| Opdrachtdoel |
Verzamel uit de onderstaande gegevens alle regels waarin de tekenreeks "building" voorkomt en neem die regels ongewijzigd over. De zoekactie is hoofdlettergevoelig.

| Gegevensset |
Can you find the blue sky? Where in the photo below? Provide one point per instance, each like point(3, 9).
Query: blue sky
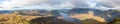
point(58, 4)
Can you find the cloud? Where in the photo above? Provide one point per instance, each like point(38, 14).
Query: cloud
point(58, 4)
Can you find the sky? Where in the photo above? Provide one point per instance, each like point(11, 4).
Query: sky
point(58, 4)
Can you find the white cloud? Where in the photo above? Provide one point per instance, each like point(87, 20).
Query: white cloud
point(58, 4)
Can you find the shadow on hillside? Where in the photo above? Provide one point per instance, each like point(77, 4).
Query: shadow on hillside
point(49, 20)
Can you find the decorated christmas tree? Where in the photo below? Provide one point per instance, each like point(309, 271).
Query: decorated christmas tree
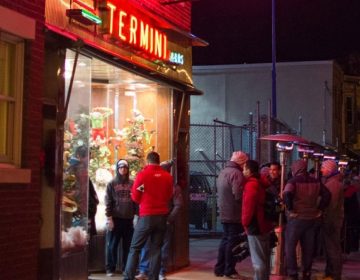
point(137, 140)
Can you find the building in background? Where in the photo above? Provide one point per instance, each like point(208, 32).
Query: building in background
point(21, 157)
point(315, 99)
point(92, 82)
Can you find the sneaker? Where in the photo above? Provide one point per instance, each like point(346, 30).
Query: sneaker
point(293, 277)
point(233, 276)
point(141, 276)
point(109, 273)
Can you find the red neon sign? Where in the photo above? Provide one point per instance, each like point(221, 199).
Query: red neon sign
point(127, 25)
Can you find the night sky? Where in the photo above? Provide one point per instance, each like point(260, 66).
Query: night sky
point(239, 31)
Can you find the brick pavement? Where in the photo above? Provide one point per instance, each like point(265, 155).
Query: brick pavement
point(203, 254)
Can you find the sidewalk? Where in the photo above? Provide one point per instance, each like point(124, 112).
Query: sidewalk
point(203, 253)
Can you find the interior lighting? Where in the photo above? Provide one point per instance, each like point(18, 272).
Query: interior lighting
point(83, 16)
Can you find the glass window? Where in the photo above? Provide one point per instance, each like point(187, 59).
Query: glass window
point(113, 114)
point(11, 82)
point(74, 221)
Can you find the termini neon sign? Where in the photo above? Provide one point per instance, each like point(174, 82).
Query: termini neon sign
point(124, 23)
point(135, 31)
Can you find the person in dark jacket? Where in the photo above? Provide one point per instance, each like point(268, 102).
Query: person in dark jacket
point(92, 209)
point(305, 198)
point(256, 226)
point(120, 211)
point(229, 188)
point(333, 219)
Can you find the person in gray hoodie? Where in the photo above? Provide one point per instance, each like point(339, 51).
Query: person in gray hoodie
point(305, 199)
point(120, 211)
point(230, 184)
point(333, 220)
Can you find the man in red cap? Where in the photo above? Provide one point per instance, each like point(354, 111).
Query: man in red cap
point(333, 220)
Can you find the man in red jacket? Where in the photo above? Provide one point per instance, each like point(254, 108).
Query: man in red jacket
point(153, 191)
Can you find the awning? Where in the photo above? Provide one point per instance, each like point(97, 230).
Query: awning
point(123, 62)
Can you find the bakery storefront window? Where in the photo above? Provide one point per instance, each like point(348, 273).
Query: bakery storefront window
point(112, 114)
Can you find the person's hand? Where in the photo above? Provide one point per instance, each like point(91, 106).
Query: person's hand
point(109, 224)
point(135, 220)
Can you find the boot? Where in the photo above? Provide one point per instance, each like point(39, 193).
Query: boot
point(306, 276)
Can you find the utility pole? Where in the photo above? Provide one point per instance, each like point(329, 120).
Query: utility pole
point(273, 43)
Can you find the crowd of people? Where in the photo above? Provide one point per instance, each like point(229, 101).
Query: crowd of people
point(314, 208)
point(141, 213)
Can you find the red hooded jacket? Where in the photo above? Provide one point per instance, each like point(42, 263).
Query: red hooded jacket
point(153, 191)
point(253, 216)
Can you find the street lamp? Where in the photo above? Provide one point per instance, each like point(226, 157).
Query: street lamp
point(273, 43)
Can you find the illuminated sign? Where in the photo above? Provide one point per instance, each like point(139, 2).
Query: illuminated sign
point(121, 23)
point(125, 24)
point(176, 58)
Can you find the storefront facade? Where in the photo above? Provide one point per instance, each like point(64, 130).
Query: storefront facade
point(117, 85)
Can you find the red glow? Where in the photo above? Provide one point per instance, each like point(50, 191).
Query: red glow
point(133, 28)
point(85, 5)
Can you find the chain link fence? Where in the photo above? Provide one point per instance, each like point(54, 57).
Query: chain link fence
point(211, 145)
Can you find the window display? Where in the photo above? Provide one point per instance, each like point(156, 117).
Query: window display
point(113, 114)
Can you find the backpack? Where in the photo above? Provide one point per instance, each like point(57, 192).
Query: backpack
point(272, 206)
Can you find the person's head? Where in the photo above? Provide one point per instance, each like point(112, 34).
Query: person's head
point(153, 158)
point(239, 157)
point(166, 165)
point(122, 168)
point(299, 167)
point(251, 168)
point(328, 167)
point(274, 170)
point(81, 152)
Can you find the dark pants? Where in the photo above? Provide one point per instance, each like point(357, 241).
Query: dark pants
point(333, 252)
point(304, 231)
point(123, 229)
point(226, 262)
point(145, 253)
point(152, 227)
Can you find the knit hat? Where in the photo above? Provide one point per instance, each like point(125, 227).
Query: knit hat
point(239, 157)
point(166, 165)
point(122, 163)
point(298, 167)
point(330, 165)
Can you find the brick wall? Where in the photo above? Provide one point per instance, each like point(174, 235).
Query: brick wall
point(179, 14)
point(20, 204)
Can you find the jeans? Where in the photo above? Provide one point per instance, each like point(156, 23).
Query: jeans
point(153, 227)
point(260, 255)
point(145, 253)
point(304, 231)
point(333, 251)
point(123, 229)
point(226, 262)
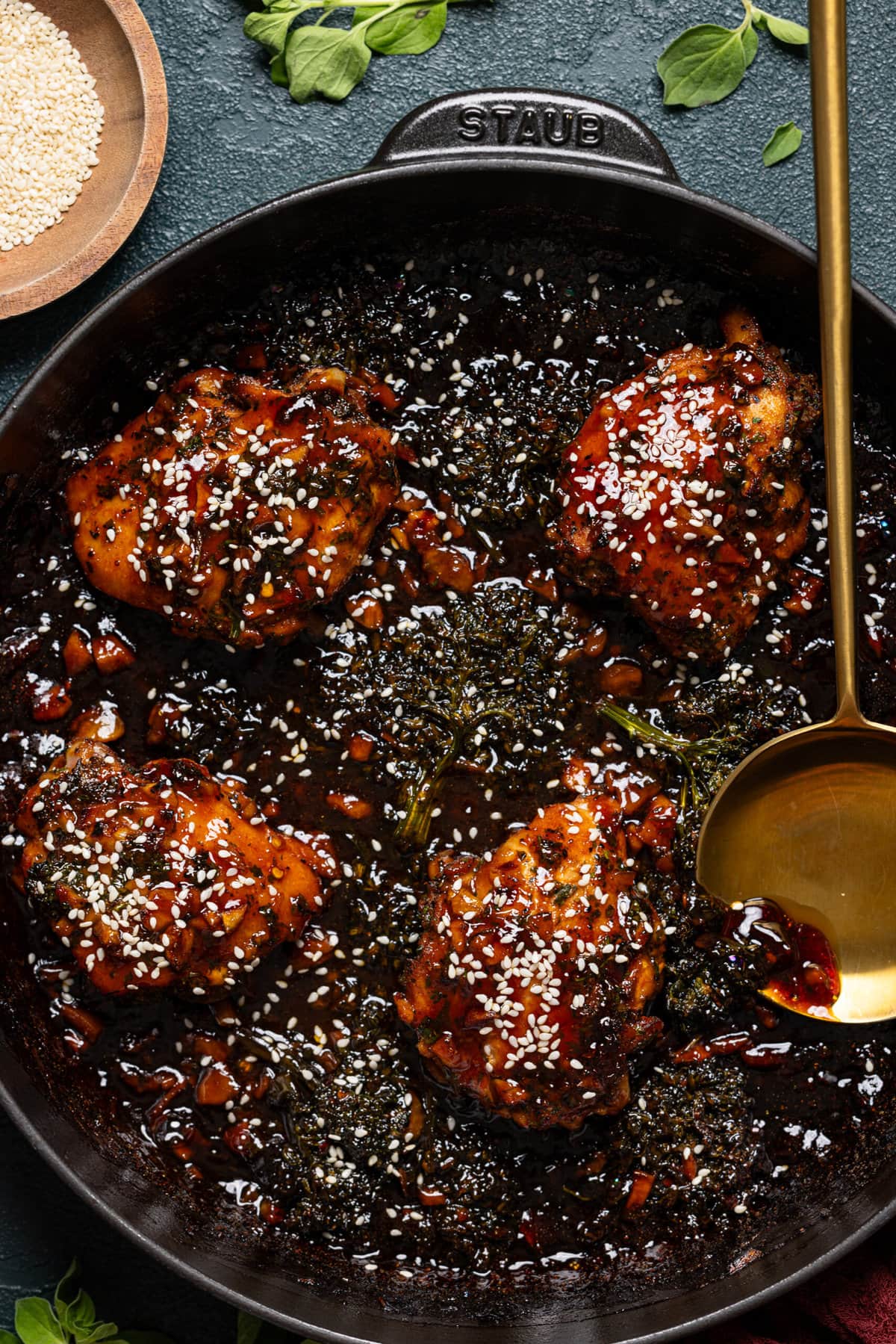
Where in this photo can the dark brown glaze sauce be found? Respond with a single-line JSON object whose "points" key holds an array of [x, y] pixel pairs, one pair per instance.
{"points": [[803, 972], [297, 1113]]}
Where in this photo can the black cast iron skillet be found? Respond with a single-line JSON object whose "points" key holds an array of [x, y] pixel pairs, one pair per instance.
{"points": [[453, 159]]}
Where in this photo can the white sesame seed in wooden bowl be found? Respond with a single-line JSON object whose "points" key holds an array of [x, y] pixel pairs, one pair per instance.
{"points": [[117, 49]]}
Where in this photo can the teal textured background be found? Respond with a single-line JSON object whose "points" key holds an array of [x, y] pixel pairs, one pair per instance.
{"points": [[235, 140]]}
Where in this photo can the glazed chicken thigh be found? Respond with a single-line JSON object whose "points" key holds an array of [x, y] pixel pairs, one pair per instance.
{"points": [[535, 968], [233, 507], [159, 878], [684, 489]]}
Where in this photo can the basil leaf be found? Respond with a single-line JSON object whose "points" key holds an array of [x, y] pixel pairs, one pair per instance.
{"points": [[794, 34], [272, 27], [406, 33], [783, 143], [706, 64], [78, 1316], [247, 1328], [751, 46], [99, 1334], [326, 61], [37, 1323]]}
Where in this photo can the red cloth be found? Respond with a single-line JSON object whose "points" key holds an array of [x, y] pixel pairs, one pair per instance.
{"points": [[855, 1303]]}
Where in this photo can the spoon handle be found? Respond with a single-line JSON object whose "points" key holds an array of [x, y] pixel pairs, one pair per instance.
{"points": [[828, 58]]}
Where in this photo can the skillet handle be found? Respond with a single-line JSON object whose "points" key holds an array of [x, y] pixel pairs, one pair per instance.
{"points": [[527, 123]]}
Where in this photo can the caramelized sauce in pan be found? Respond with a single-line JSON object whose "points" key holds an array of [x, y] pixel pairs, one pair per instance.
{"points": [[801, 960], [296, 1115]]}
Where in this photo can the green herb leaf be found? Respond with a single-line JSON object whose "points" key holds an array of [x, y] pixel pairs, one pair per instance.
{"points": [[783, 143], [37, 1322], [326, 61], [706, 64], [247, 1328], [788, 31], [80, 1317], [405, 33], [270, 27]]}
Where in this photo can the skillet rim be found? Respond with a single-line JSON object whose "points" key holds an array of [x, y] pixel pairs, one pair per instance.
{"points": [[479, 160]]}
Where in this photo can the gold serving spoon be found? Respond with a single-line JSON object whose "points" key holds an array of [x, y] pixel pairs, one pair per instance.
{"points": [[809, 820]]}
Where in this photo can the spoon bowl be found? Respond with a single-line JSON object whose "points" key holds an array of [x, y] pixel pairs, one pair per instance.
{"points": [[809, 820]]}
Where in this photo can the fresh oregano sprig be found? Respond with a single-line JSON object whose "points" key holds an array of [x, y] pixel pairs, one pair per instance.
{"points": [[783, 143], [70, 1319], [709, 62], [320, 58]]}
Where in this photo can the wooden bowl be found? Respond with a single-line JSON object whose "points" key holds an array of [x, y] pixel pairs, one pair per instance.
{"points": [[120, 53]]}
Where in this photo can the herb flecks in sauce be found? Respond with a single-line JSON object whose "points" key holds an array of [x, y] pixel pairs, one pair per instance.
{"points": [[299, 1110]]}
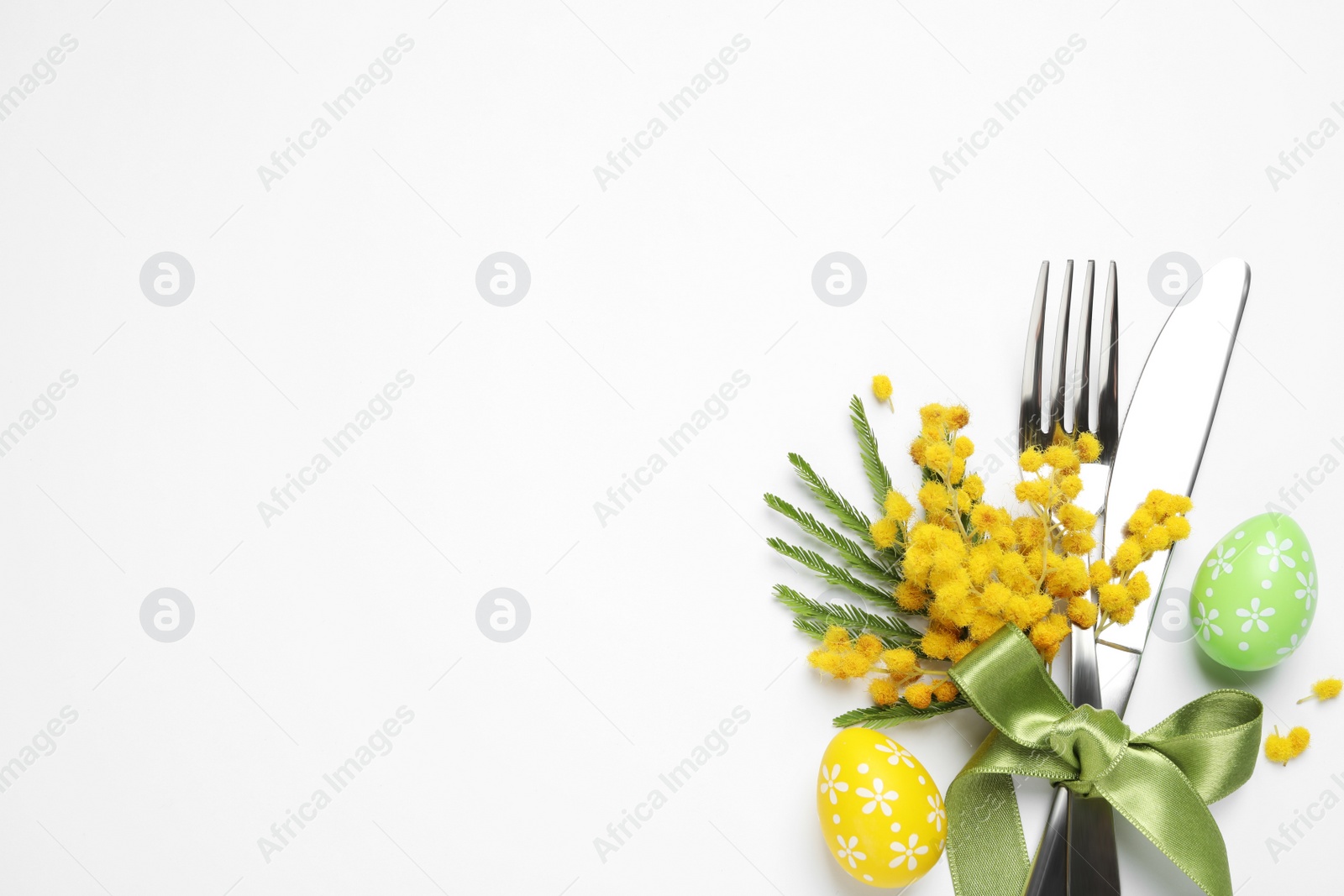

| Uitwerking |
Can you find the building in background? Where in the photo above? Provide one point per instance, each like point(208, 32).
Query: building in background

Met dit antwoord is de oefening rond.